EXERCISE BRIEF:
Can you rewrite the paragraph of the AI grocery technology text that begins "But to do so" more briefly, keeping its main facts?

— Start PASSAGE TO READ —

AI grocery technology

It’s been said that technology is the great enabler. Used correctly, it can transform a business or an experience more quickly and efficiently than any method before it. 

“In today’s climate, it’s all about have the right products in the right place at the right time,” said Doug Baker, VP of industry relations, FMI – The Food Industry Association. “To remain competitive, retailers need to be open to leveraging any and all technology that improves process automation and engagement.” 

But to do so, often requires an attitude shift on the part of the retailer. “There is a certain mindset hurdle we need to overcome which is the belief that technology cannot perform a specific function better or produce superior results compared to the people who have been doing these jobs for their entire careers,” Baker said. 

The better way for retailers to view technology, Baker said, is as a partnership. 

“Today’s technological advancements such as what we are seeing with Artificial Intelligence offers retailers opportunities previously unseen before. It can provide recommendations on how to better serve your customers and employees and help retailers become more effective and efficient,” he said. 

Lanor Daniel, CEO and co-founder of ShopperAI, said technology such as AI can level the playing field and help retailers of all sizes compete more effectively.

— End PASSAGE TO READ —
— Start INFORMATION SHOWN —

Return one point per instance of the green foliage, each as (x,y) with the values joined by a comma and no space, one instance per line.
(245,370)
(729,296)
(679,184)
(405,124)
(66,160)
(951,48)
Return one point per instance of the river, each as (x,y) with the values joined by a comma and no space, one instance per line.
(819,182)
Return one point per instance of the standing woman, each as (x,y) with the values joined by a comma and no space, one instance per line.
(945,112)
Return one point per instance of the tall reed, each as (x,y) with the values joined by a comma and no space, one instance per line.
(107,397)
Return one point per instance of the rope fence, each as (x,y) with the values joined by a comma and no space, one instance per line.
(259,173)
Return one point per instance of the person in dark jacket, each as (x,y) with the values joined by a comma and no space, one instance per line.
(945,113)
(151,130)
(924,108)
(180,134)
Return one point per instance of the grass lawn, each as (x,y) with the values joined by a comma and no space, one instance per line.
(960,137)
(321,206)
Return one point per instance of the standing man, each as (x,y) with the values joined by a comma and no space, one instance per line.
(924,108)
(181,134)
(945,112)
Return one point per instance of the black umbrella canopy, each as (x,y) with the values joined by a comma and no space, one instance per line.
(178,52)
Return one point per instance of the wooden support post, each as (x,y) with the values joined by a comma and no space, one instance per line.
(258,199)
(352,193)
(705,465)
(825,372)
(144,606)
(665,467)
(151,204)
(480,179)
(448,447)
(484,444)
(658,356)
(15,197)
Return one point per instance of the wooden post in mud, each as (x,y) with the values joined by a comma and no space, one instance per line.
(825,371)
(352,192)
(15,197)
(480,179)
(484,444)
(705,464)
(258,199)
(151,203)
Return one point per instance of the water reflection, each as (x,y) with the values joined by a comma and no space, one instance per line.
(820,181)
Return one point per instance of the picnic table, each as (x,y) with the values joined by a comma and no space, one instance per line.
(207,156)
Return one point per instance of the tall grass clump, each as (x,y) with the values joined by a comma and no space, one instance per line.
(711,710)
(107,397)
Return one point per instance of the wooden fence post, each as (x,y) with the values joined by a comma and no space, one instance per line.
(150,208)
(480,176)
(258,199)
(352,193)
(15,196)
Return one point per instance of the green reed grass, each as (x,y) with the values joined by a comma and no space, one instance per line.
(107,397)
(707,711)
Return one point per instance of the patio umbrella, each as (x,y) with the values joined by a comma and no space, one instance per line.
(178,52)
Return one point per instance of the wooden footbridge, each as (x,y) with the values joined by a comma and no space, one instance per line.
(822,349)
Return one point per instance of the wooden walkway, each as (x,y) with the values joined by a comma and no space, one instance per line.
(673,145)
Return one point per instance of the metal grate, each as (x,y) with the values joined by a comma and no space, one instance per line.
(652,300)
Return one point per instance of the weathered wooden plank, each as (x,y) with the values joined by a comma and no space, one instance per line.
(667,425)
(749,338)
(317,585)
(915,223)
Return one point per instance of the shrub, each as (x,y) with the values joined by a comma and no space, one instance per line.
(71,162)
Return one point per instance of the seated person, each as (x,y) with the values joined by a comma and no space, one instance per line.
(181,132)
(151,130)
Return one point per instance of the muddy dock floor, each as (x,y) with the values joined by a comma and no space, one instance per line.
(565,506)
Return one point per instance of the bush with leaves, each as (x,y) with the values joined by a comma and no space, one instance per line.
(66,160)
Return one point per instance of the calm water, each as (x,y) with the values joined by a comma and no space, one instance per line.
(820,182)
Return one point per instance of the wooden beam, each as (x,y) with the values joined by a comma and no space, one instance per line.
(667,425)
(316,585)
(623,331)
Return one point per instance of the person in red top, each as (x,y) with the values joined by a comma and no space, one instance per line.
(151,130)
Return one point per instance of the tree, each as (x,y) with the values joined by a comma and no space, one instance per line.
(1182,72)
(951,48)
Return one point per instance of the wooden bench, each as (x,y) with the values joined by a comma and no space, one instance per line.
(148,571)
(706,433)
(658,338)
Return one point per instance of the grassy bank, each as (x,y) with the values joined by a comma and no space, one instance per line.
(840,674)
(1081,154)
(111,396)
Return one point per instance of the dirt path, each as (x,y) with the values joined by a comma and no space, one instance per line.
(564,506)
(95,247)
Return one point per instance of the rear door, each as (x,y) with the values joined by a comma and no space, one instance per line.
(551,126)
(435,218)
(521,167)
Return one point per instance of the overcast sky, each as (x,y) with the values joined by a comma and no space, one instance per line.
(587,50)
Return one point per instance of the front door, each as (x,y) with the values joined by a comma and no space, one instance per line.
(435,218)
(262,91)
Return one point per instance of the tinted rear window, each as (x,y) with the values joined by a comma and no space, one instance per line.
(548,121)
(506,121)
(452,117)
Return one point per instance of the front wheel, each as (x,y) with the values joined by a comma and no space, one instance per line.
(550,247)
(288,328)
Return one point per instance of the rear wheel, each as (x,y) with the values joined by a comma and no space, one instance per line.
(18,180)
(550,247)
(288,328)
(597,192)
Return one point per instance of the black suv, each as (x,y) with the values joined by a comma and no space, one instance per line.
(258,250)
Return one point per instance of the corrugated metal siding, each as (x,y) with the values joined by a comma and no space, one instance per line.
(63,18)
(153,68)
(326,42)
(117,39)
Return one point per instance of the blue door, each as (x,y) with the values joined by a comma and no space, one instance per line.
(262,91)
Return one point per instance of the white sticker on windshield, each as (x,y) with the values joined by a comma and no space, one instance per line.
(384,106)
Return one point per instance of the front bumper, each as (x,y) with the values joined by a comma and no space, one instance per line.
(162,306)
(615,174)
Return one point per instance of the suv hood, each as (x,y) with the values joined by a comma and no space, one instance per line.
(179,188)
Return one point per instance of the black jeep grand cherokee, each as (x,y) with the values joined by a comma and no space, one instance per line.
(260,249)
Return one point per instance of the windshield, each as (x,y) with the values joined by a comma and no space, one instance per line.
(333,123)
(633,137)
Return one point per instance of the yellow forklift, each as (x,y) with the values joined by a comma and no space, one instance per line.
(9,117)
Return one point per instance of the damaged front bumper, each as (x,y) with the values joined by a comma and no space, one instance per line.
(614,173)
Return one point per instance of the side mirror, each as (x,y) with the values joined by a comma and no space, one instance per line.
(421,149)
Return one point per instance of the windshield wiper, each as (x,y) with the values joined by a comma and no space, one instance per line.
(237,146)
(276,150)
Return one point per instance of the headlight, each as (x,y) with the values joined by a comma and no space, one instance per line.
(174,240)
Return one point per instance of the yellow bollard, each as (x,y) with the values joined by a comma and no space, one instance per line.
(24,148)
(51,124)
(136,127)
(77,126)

— End INFORMATION SHOWN —

RESULT:
Baker said that using technology often requires retailers to shift their attitude. They must overcome the belief that technology cannot do a specific job better or get superior results compared with people who have done that work for their entire careers.